_AANGELEVERDE TEKST_.
De advocaat van de man heeft desgevraagd de griffie van dit hof laten weten geen schorsing van het geding te verzoeken teneinde de bewindvoerder op te roepen tot overneming van het geding. De bewindvoerder heeft het hof bij faxbericht van 27 juni 2017 laten weten het geding niet over te zullen nemen en dat de vrouw bevoegd is, buiten bezwaar van de boedel, het geding voort te zetten.
1.5
De mondelinge behandeling van het verzoek heeft op 29 juni 2017 plaatsgevonden. Partijen zijn in persoon verschenen, bijgestaan door hun advocaten. De man heeft aldaar mondeling verweer gevoerd.
2. Het verzoek tot herroeping ex artikel 390 Wetboek van Burgerlijke Rechtsvordering
De vrouw verzoekt om herroeping van de beschikking van de rechtbank van 16 juli 2014 en de beschikking van dit hof van 1 oktober 2015, dan wel subsidiair uitsluitend herroeping van laatstgenoemde beschikking van het hof, omdat de man in de procedure bedrog (valsheid in geschrifte) heeft gepleegd. Ze beoogt met haar verzoek het geding geheel te heropenen zodat de verdeling van de door echtscheiding ontbonden huwelijksgemeenschap in volledigheid weer ter beoordeling aan het hof wordt voorgelegd, dan wel (subsidiair) het geding te heropenen voor zover het gepleegde bedrog en de valse stukken betrekking hebben op het specifieke onderdeel van de inboedelverdeling.
Zij baseert haar verzoek op de twee gronden als vermeld in artikel 382 onder a en b Rv.
3. De motivering van de beslissing
3.1
Ingevolge artikel 390 Rv kan een beschikking op verzoek van de oorspronkelijke verzoeker of van een belanghebbende worden herroepen op de gronden genoemd in artikel 382 Rv, tenzij de aard van de beschikking zich daartegen verzet.
3.2
Ingevolge artikel 382 Rv (in verbinding met artikel 390 en 391 Rv) kan een beschikking waartegen geen gewoon rechtsmiddel meer kan worden aangewend worden herroepen indien:
a. het berust op bedrog door de wederpartij in het geding gepleegd,
b. berust op stukken, waarvan de valsheid na de beschikking is erkend of bij gewijsde is vastgesteld, of
c. de partij na de beschikking stukken van beslissende aard in handen heeft gekregen die door toedoen van de wederpartij waren achtergehouden.
3.3
Gelet op onder meer de bepalingen in de artikelen 383 en 384 Rv is de vrouw ontvankelijk in haar verzoek. Het hof kan echter enkel zijn beschikking van 1 oktober 2015 herroepen, niet (ook) de beschikking van de rechtbank van 16 juli 2014. Voor zover het verzoek van de vrouw betrekking heeft op de beschikking van de rechtbank zal het hof dit afwijzen.

_SCHRIFTELIJKE OPDRACHT 1_.
Herhaal uit de tekst over het herroepingsverzoek alles vanaf "2. Het verzoek" tot en met "onder a en b Rv.".
De tekst over het herroepingsverzoek en de lijst hieronder staan volledig los van elkaar.

_INVOER OEFENING_.
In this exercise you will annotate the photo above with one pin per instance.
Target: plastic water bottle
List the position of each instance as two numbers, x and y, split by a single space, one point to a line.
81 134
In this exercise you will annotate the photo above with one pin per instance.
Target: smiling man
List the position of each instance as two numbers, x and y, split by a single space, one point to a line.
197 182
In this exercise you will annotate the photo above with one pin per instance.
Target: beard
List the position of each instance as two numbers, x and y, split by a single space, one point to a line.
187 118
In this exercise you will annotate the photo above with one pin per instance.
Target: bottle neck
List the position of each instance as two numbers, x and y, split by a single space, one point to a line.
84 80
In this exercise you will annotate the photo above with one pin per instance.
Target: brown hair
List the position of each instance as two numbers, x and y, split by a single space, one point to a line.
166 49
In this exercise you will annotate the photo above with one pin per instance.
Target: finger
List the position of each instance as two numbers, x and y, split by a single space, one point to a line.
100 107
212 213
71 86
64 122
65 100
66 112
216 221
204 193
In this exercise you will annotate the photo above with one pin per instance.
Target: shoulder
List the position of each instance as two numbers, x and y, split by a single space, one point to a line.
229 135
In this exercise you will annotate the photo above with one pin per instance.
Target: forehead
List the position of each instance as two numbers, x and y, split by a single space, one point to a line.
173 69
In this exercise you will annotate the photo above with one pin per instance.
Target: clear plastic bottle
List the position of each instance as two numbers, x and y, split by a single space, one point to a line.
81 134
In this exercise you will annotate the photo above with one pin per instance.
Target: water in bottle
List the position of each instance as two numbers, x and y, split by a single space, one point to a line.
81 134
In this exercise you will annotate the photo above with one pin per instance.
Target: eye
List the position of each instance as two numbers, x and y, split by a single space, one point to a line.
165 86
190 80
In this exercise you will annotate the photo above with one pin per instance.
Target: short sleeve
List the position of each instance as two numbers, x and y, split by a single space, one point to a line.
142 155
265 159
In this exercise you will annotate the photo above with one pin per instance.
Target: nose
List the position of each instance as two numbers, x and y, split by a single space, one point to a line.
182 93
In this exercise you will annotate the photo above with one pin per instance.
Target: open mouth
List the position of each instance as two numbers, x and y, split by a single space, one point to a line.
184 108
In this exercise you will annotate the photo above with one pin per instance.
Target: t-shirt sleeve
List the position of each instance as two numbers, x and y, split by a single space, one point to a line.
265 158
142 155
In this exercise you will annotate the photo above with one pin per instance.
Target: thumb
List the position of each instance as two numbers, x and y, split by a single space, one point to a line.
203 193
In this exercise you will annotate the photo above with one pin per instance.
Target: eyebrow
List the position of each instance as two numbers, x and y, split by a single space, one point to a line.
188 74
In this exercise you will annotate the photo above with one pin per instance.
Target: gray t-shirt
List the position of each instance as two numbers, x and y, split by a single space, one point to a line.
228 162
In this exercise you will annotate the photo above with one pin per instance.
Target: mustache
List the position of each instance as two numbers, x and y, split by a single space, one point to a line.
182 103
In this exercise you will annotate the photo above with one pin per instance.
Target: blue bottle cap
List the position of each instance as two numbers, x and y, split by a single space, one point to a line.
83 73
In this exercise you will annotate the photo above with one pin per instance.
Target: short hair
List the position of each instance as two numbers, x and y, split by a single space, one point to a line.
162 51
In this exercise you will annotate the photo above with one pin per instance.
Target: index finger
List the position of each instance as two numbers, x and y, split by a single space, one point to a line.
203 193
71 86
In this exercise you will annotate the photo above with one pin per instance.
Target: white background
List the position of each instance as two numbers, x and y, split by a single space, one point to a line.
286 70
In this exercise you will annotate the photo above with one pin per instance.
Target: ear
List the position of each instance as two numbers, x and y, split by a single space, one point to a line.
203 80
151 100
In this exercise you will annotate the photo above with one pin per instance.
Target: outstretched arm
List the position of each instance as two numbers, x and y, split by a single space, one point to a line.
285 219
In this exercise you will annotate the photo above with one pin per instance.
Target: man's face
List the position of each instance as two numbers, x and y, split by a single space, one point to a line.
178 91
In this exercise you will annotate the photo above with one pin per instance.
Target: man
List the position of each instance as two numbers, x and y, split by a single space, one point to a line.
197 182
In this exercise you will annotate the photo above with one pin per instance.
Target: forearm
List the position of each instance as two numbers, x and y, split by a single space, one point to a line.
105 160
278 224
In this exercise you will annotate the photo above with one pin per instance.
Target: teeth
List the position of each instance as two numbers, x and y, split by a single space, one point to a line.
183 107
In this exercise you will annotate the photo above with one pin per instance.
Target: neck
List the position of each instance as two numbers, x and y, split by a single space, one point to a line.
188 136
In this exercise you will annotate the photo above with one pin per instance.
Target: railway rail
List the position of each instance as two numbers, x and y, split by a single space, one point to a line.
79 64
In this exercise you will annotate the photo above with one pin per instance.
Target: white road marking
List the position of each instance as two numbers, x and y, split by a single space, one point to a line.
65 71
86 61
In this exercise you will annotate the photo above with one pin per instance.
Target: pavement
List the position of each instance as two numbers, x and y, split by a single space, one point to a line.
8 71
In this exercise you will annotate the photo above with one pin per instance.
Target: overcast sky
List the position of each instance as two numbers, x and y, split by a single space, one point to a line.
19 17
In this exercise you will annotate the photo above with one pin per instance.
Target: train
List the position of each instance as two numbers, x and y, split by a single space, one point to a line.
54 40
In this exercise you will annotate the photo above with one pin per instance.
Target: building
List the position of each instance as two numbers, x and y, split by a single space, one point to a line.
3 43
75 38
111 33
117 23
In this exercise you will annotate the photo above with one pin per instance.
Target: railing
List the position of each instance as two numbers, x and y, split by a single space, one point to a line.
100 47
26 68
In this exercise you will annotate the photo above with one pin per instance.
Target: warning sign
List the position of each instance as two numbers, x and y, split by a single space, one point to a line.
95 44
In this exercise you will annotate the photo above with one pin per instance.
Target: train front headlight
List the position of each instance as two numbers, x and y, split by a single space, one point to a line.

_SCHRIFTELIJKE OPDRACHT 2_.
Geef elke regel uit de lijst terug waarin het woord "white" voorkomt.

_UITVOER OPDRACHT 1_.
2. Het verzoek tot herroeping ex artikel 390 Wetboek van Burgerlijke Rechtsvordering
De vrouw verzoekt om herroeping van de beschikking van de rechtbank van 16 juli 2014 en de beschikking van dit hof van 1 oktober 2015, dan wel subsidiair uitsluitend herroeping van laatstgenoemde beschikking van het hof, omdat de man in de procedure bedrog (valsheid in geschrifte) heeft gepleegd. Ze beoogt met haar verzoek het geding geheel te heropenen zodat de verdeling van de door echtscheiding ontbonden huwelijksgemeenschap in volledigheid weer ter beoordeling aan het hof wordt voorgelegd, dan wel (subsidiair) het geding te heropenen voor zover het gepleegde bedrog en de valse stukken betrekking hebben op het specifieke onderdeel van de inboedelverdeling.
Zij baseert haar verzoek op de twee gronden als vermeld in artikel 382 onder a en b Rv.

_UITVOER OPDRACHT 2_.
Target: white background
Target: white road marking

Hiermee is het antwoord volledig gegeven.